[Referring expression pointing data]
********************
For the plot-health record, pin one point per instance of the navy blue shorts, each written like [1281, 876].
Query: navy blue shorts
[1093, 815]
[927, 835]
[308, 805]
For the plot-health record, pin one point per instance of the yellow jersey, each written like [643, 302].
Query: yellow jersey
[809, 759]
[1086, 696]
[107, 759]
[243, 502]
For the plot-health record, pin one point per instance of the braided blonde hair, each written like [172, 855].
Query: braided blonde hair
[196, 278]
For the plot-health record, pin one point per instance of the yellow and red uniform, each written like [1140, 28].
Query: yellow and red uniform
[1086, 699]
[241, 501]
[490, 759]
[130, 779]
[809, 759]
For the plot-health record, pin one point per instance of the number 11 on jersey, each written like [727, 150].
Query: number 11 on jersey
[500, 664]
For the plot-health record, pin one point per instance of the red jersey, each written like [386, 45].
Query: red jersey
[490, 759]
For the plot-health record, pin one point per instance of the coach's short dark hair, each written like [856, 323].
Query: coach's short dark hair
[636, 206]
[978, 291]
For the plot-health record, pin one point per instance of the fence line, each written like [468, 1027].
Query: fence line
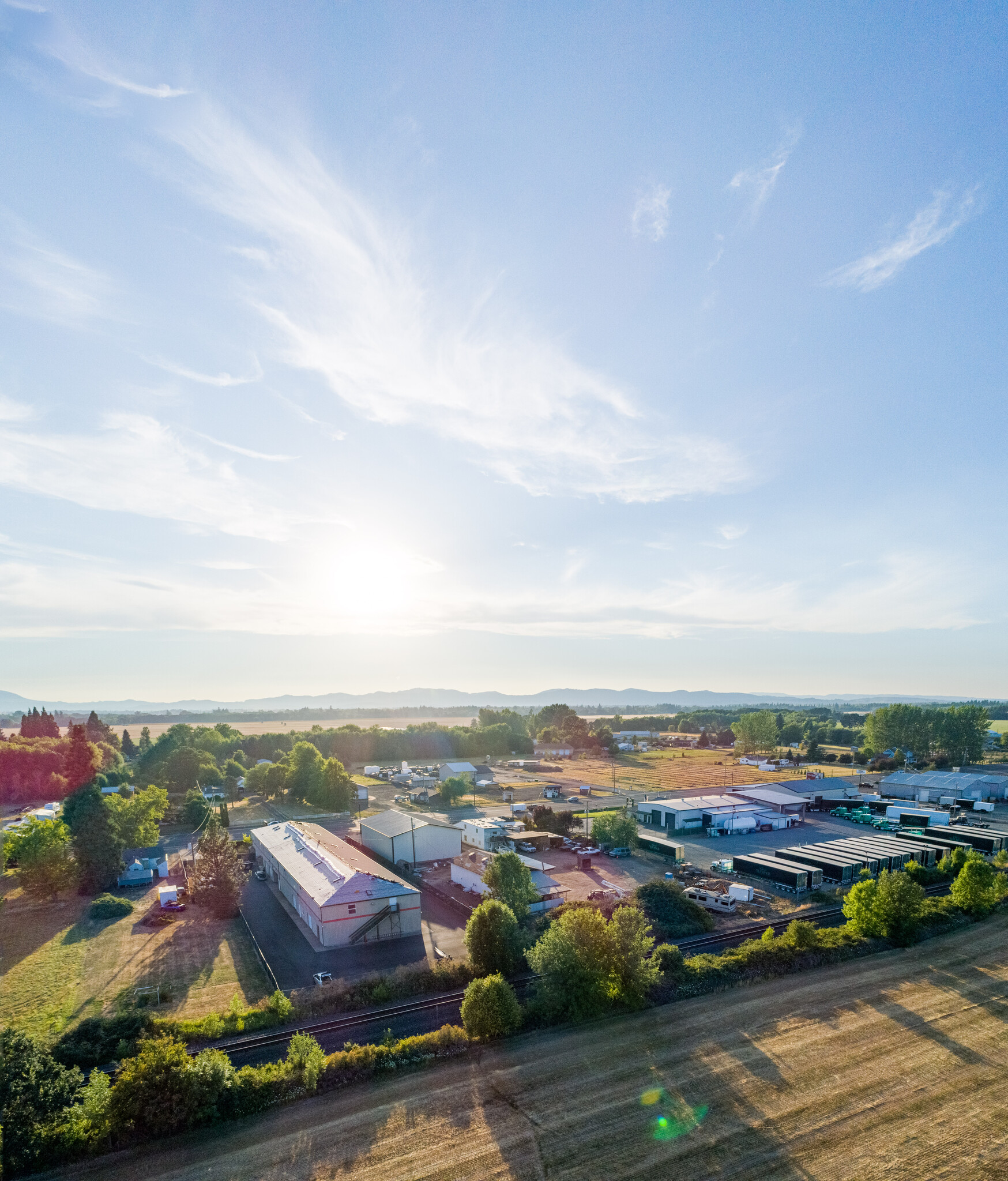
[261, 954]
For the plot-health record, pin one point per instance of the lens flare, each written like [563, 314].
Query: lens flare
[676, 1118]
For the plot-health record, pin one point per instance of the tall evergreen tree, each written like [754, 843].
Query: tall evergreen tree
[97, 847]
[81, 763]
[217, 875]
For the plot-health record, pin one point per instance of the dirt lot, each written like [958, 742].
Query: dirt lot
[885, 1068]
[58, 966]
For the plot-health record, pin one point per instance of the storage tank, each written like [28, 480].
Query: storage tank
[758, 865]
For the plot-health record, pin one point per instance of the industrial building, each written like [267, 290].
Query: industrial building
[410, 839]
[452, 770]
[484, 833]
[338, 892]
[468, 872]
[936, 787]
[727, 814]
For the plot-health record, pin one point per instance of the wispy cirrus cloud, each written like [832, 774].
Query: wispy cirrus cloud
[759, 182]
[137, 464]
[649, 216]
[930, 226]
[346, 303]
[38, 279]
[223, 381]
[76, 55]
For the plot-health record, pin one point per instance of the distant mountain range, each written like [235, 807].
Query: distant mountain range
[447, 698]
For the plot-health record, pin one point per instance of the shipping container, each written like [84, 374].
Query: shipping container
[758, 865]
[985, 840]
[660, 845]
[834, 870]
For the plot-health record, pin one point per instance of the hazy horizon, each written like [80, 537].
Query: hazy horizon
[383, 347]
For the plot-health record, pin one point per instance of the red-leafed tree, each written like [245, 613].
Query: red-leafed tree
[39, 725]
[82, 761]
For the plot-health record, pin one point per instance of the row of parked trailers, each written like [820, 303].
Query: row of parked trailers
[802, 867]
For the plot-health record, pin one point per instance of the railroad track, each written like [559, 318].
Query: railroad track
[242, 1045]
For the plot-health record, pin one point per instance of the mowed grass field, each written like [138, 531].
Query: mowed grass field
[890, 1067]
[59, 966]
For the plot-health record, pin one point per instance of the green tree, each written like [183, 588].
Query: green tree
[338, 788]
[860, 909]
[136, 819]
[307, 1059]
[633, 942]
[490, 1007]
[511, 883]
[576, 960]
[188, 766]
[452, 788]
[35, 1089]
[162, 1089]
[82, 761]
[304, 777]
[962, 730]
[756, 732]
[614, 830]
[491, 938]
[217, 875]
[45, 859]
[977, 887]
[97, 847]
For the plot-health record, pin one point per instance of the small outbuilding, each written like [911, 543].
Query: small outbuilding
[399, 838]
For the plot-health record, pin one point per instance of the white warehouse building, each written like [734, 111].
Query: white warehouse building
[399, 838]
[341, 896]
[729, 814]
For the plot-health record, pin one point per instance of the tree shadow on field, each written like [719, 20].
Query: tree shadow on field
[648, 1112]
[29, 925]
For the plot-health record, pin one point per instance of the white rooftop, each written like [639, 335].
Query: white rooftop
[329, 870]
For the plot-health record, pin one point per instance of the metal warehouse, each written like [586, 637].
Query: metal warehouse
[341, 894]
[413, 840]
[785, 873]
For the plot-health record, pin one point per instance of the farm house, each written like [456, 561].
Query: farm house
[338, 892]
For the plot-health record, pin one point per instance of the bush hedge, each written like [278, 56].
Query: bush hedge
[109, 906]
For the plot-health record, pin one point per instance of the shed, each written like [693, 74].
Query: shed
[340, 894]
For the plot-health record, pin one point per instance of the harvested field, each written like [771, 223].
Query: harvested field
[671, 770]
[59, 966]
[274, 728]
[883, 1068]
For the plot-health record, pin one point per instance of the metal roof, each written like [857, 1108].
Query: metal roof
[394, 823]
[329, 870]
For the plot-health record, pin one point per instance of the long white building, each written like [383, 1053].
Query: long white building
[341, 894]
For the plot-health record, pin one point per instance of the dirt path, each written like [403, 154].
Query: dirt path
[886, 1068]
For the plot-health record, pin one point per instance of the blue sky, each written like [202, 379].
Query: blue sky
[363, 347]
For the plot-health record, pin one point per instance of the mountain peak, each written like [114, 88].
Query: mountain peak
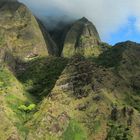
[84, 19]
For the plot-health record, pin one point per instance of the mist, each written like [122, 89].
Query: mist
[108, 16]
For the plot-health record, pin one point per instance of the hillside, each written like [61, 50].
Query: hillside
[65, 83]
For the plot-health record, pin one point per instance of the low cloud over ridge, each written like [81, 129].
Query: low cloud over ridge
[107, 15]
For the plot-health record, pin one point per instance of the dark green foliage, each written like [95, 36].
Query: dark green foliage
[118, 132]
[133, 100]
[41, 74]
[74, 132]
[111, 57]
[25, 108]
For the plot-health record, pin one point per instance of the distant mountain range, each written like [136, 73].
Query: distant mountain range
[65, 83]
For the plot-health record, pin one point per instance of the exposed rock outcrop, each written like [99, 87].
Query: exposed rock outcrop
[20, 34]
[82, 38]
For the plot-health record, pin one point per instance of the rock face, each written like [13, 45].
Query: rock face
[20, 34]
[81, 38]
[93, 95]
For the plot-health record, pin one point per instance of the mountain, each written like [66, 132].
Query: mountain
[20, 35]
[93, 99]
[65, 83]
[82, 38]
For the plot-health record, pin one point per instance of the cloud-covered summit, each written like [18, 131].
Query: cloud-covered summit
[108, 15]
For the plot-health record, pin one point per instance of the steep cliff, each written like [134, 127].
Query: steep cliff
[20, 35]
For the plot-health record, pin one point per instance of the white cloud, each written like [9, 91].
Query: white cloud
[107, 15]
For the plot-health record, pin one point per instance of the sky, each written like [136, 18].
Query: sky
[115, 20]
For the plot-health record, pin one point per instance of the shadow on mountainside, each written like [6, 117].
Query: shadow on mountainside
[40, 75]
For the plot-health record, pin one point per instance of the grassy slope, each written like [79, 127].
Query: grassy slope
[86, 99]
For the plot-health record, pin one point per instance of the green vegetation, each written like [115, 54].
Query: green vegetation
[41, 74]
[25, 108]
[74, 132]
[133, 99]
[118, 132]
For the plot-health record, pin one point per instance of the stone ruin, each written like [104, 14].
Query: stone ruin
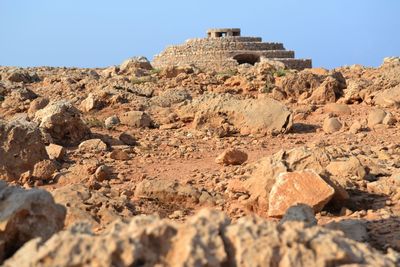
[226, 49]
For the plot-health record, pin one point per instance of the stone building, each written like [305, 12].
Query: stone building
[225, 49]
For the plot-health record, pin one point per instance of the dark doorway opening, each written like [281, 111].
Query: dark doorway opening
[247, 58]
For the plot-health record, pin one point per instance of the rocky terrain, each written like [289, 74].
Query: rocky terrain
[258, 166]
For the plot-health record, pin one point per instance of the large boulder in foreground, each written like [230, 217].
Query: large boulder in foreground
[226, 114]
[301, 187]
[63, 122]
[206, 239]
[21, 147]
[388, 98]
[24, 215]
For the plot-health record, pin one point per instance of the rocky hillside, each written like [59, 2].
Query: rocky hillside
[257, 166]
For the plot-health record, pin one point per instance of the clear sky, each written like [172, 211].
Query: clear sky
[98, 33]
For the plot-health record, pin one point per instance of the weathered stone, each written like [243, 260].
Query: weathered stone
[376, 117]
[136, 119]
[111, 121]
[207, 239]
[92, 145]
[293, 188]
[44, 170]
[347, 168]
[21, 147]
[55, 151]
[214, 112]
[301, 213]
[92, 207]
[63, 122]
[231, 157]
[24, 215]
[119, 154]
[331, 125]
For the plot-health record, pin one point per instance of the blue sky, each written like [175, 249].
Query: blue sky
[98, 33]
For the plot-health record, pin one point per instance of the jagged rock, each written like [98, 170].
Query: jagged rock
[36, 105]
[135, 66]
[224, 114]
[44, 170]
[300, 212]
[24, 215]
[207, 239]
[92, 207]
[63, 122]
[353, 229]
[170, 97]
[231, 157]
[388, 98]
[292, 188]
[21, 147]
[135, 119]
[92, 145]
[111, 121]
[55, 151]
[165, 190]
[331, 125]
[376, 117]
[347, 168]
[337, 109]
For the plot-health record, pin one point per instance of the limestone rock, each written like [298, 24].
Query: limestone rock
********************
- **Try it**: Find the lines in the entries above where "limestone" occurs, and copy each of them.

- **Result**:
For the plot-health record, pin one point per instance of the limestone rock, each written like [298, 24].
Query: limestone rock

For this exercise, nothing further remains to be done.